:: DATASET ENTRIES ::

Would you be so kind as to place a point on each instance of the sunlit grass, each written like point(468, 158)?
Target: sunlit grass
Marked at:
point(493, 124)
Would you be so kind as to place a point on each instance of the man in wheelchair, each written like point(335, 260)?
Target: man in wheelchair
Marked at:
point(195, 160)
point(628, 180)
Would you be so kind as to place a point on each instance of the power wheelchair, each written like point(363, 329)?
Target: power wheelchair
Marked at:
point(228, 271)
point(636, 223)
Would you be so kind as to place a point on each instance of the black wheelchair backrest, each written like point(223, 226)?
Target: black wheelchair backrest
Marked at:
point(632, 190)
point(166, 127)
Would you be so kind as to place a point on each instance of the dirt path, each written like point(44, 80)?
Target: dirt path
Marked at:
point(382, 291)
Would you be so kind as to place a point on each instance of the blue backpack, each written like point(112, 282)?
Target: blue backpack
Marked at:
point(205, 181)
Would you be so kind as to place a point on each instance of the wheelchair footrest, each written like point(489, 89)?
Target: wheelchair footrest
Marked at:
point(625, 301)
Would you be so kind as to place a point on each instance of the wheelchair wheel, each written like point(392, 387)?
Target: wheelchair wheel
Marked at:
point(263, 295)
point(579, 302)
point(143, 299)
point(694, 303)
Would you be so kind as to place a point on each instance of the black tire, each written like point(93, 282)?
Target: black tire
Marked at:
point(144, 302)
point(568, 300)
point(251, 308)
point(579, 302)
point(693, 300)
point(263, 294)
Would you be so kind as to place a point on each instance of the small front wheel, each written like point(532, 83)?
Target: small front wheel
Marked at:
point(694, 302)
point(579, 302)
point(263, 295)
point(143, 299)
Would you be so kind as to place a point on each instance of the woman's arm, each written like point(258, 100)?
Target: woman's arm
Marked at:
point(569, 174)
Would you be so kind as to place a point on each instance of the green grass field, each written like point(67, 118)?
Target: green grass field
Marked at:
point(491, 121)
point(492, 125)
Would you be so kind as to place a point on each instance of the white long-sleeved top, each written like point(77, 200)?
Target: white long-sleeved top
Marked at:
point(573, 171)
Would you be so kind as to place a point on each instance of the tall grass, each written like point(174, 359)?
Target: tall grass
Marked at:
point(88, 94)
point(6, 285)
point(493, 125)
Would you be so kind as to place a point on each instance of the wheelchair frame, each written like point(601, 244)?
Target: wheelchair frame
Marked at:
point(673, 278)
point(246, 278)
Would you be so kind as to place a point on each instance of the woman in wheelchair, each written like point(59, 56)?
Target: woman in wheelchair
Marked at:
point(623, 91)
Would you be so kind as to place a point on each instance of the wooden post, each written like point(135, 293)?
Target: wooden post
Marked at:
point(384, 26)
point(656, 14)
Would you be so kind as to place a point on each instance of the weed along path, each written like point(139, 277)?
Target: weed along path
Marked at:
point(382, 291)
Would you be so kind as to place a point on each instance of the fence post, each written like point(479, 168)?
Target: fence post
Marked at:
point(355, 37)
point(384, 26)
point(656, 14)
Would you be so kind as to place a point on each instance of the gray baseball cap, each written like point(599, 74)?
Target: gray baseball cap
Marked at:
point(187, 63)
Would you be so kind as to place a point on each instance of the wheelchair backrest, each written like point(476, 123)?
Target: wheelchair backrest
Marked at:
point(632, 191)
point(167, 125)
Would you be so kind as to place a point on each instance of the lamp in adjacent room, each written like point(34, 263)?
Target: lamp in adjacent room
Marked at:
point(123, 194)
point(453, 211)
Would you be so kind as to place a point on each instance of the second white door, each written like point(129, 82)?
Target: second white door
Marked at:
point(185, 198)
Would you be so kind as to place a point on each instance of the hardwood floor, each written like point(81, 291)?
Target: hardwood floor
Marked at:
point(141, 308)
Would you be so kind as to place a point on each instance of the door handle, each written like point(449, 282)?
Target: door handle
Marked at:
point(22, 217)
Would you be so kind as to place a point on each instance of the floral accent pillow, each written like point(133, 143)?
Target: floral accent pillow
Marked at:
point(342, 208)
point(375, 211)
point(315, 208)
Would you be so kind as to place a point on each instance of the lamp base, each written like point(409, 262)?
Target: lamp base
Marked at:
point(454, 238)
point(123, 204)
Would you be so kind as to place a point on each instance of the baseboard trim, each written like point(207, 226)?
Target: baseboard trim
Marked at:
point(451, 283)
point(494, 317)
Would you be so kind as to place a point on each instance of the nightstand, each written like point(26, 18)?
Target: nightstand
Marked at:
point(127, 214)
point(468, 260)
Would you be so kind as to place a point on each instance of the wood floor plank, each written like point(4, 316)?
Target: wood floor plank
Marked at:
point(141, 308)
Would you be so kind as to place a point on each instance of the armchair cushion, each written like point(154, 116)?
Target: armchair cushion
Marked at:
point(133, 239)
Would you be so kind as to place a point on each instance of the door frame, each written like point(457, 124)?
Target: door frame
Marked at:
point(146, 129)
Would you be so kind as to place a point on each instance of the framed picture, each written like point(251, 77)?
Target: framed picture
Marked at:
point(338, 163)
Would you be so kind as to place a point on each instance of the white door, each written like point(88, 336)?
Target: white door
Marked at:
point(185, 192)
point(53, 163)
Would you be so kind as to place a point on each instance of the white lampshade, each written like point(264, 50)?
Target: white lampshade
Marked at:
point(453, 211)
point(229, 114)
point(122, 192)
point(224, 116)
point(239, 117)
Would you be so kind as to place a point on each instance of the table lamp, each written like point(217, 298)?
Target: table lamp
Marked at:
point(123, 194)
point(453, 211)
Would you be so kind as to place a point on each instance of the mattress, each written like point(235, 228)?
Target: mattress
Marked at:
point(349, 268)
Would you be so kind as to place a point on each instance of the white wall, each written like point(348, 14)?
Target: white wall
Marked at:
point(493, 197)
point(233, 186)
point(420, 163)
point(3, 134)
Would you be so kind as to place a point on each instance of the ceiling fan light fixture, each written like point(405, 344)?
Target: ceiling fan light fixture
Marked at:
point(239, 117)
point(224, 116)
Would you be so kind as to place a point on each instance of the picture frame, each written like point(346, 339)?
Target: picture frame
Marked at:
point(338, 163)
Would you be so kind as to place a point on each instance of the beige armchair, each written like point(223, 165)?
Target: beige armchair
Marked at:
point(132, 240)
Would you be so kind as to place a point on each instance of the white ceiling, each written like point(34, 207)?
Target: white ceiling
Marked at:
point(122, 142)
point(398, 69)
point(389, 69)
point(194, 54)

:: WHAT YOU HAVE TO DO ::
Transcribe every record above exactly as written.

:: SOLUTION TO THIS EXERCISE ::
Would you be so kind as to place a point on each instance of the sunlit grass, each written like point(468, 158)?
Target: sunlit grass
Marked at:
point(493, 124)
Would you be so kind as to place a point on each instance of the man in wheelchair, each written like point(335, 260)?
Target: man in wheelchair
Marked at:
point(195, 160)
point(628, 180)
Would you be so kind as to place a point on each instance of the power wheelchair, each written like point(363, 329)?
Target: power wheelchair
Marked at:
point(228, 271)
point(636, 223)
Would you be so kind as to place a point on each instance of the black wheelchair backrest, each written like point(223, 226)?
Target: black wheelchair backrest
Marked at:
point(632, 190)
point(166, 127)
Would you be so kind as to place a point on each instance of the dirt path, each written like point(44, 80)?
Target: dirt path
Marked at:
point(382, 291)
Would you be so kind as to place a point on each instance of the blue backpack, each written like point(112, 282)?
Target: blue backpack
Marked at:
point(205, 181)
Would you be so kind as to place a point on each instance of the wheelchair footrest, each written like point(489, 89)?
Target: wheelchair footrest
Marked at:
point(625, 301)
Would you be so kind as to place a point on each instance of the wheelchair wheel, each written like point(392, 387)?
Target: wheelchair wheel
Marked at:
point(263, 295)
point(579, 302)
point(143, 299)
point(694, 303)
Would you be so kind as to place a point on each instance of the black tire, each written like point(93, 282)?
Target: black tire
Marked at:
point(144, 302)
point(568, 300)
point(251, 308)
point(579, 302)
point(693, 300)
point(263, 294)
Would you be so kind as to place a point on each instance of the small front wheel, each written like point(532, 83)?
Target: small front wheel
Marked at:
point(694, 302)
point(579, 302)
point(263, 295)
point(143, 299)
Would you be so kind as to place a point on each instance of the woman's arm, each written like point(258, 100)?
Target: woman's arm
Marked at:
point(569, 174)
Would you be so kind as to place a point on each instance of the green grass field, each written like point(67, 118)?
Target: green grass field
Marked at:
point(491, 121)
point(492, 125)
Would you be so kind as to place a point on each instance of the white long-sleeved top, each written like point(77, 200)?
Target: white long-sleeved top
Marked at:
point(573, 171)
Would you be so kind as to place a point on each instance of the tall grass, each written like point(174, 359)?
Target: tall grass
Marked at:
point(88, 94)
point(6, 285)
point(493, 125)
Would you be so kind as to place a point on each instance of the wheelchair frame, each written like point(601, 244)?
Target: wheelchair frame
Marked at:
point(673, 278)
point(246, 278)
Would you be so kind as to place a point on each instance of the woman in wheelchair, each written like point(59, 56)?
Target: woman in wheelchair
Marked at:
point(623, 91)
Would you be so kind as to place a point on each instance of the wooden post, each written like point(135, 293)?
Target: wooden post
Marked at:
point(384, 26)
point(656, 14)
Would you be so kind as to place a point on each instance of the weed along path, each written like point(139, 277)?
Target: weed along path
Marked at:
point(382, 291)
Would you be so kind as to place a point on each instance of the fence post, each written like point(479, 168)?
Target: fence post
Marked at:
point(355, 37)
point(384, 26)
point(656, 14)
Would you be so kind as to place a point on each instance of the gray baseball cap, each written like point(599, 74)?
Target: gray baseball cap
Marked at:
point(187, 63)
Would you be so kind as to place a point on each instance of the wheelchair backrest, each written like point(476, 123)?
Target: wheelchair backrest
Marked at:
point(632, 191)
point(167, 125)
Would you be so kind as to place a point on each instance of the lamp in adjacent room, each written like point(34, 263)?
Target: lamp in adjacent room
Marked at:
point(123, 194)
point(453, 211)
Would you be so kind as to place a point on each instance of the second white door, each written like point(129, 82)?
Target: second white door
Marked at:
point(185, 198)
Would you be so kind as to place a point on each instance of the hardwood floor, each written like point(81, 291)?
Target: hardwood floor
Marked at:
point(141, 308)
Would you be so kind as to place a point on each instance of the door handle, each written like point(449, 282)?
Target: door handle
Marked at:
point(22, 217)
Would you be so kind as to place a point on each instance of the floral accent pillow, each written like point(133, 143)?
Target: floral accent pillow
Marked at:
point(342, 208)
point(375, 211)
point(315, 208)
Would you be so kind as to place a point on each instance of the lamp base, each written like point(409, 262)?
Target: lamp base
Marked at:
point(454, 238)
point(123, 204)
Would you be so kind as to place a point on each instance of the baseboard trim, each written like point(207, 226)?
Target: baseboard trim
Marked at:
point(451, 283)
point(494, 317)
Would you be so kind as to place a point on each instance of the nightstand, each written like point(26, 18)?
Target: nightstand
Marked at:
point(127, 214)
point(468, 260)
Would you be so kind as to place a point on each instance of the wood floor plank, each written like point(4, 316)?
Target: wood floor plank
Marked at:
point(141, 308)
Would you be so kind as to place a point on each instance of the armchair cushion, each written like point(154, 116)?
Target: armchair cushion
Marked at:
point(133, 239)
Would you be so kind as to place a point on each instance of the door frame, each written like point(457, 124)?
Target: door frame
Marked at:
point(146, 129)
Would you be so kind as to place a point on each instance of the framed picture, each written like point(251, 77)?
Target: framed picture
Marked at:
point(338, 163)
Would you be so kind as to place a point on each instance of the white door, each written like point(88, 336)?
Target: white door
Marked at:
point(185, 192)
point(53, 163)
Would you be so kind as to place a point on each instance of the white lampshade, each written like point(264, 50)?
Target: white lampshade
Marked at:
point(453, 211)
point(229, 114)
point(122, 192)
point(224, 116)
point(239, 117)
Would you be so kind as to place a point on each instance of the table lamp, each written like point(217, 298)?
Target: table lamp
Marked at:
point(123, 194)
point(453, 211)
Would you be so kind as to place a point on each instance of the mattress, each written like point(235, 228)?
Target: mattress
Marked at:
point(349, 268)
Would you be so kind as to place a point on each instance of the white wall, each written like point(348, 14)?
Target: white wall
Marked at:
point(493, 197)
point(233, 186)
point(420, 163)
point(3, 134)
Would you be so kind as to place a point on each instance of the ceiling fan light fixture, each written like point(405, 344)?
Target: ceiling fan light fixture
Marked at:
point(239, 117)
point(224, 116)
Would you be so kind as to place a point on each instance of the picture frame, each written like point(346, 339)?
Target: picture frame
Marked at:
point(338, 163)
Would you be so kind as to place a point on each instance of the beige armchair, each written like point(223, 165)?
Target: beige armchair
Marked at:
point(132, 240)
Would you be so kind as to place a point on each instance of the white ceiling, each written like point(34, 207)?
Target: white ceiling
Marked at:
point(122, 142)
point(398, 69)
point(389, 69)
point(194, 54)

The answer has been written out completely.